Your task:
Render every line of the records below as a JSON list of strings, one string per line, with blank lines omitted.

Data for the task:

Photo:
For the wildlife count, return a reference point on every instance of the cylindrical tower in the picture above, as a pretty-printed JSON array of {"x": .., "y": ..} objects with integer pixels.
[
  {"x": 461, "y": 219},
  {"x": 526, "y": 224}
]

Result of the exercise:
[
  "Photo:",
  "For the wildlife count, return a reference point on every instance of the cylindrical tower in the picture above, as a pretty-printed JSON array of {\"x\": .., \"y\": ..} objects with integer pixels.",
  "[",
  "  {\"x\": 461, \"y\": 219},",
  "  {\"x\": 526, \"y\": 224}",
  "]"
]